(Records of labeled boxes)
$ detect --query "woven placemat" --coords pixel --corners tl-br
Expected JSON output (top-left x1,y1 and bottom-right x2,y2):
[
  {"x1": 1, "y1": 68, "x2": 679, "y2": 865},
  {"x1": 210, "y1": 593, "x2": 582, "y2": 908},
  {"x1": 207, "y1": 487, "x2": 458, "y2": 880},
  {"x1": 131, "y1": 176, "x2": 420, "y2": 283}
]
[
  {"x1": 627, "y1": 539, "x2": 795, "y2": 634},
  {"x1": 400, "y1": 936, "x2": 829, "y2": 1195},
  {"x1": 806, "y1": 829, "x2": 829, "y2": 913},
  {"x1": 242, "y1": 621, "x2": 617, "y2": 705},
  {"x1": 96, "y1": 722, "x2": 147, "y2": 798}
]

:: WORK INSTRUCTIONS ::
Write out all of the material above, line for line, with no changes.

:: SOLUTION FOR THIS TASK ::
$ detect --query "woven placemat" --coords pixel --corners tl-br
Expected JSON output (top-left x1,y1 and bottom-right x2,y2):
[
  {"x1": 1, "y1": 68, "x2": 679, "y2": 865},
  {"x1": 210, "y1": 593, "x2": 582, "y2": 908},
  {"x1": 207, "y1": 487, "x2": 458, "y2": 880},
  {"x1": 131, "y1": 176, "x2": 420, "y2": 283}
]
[
  {"x1": 627, "y1": 539, "x2": 795, "y2": 634},
  {"x1": 400, "y1": 936, "x2": 829, "y2": 1195},
  {"x1": 806, "y1": 829, "x2": 829, "y2": 913},
  {"x1": 242, "y1": 621, "x2": 617, "y2": 705},
  {"x1": 96, "y1": 722, "x2": 147, "y2": 798}
]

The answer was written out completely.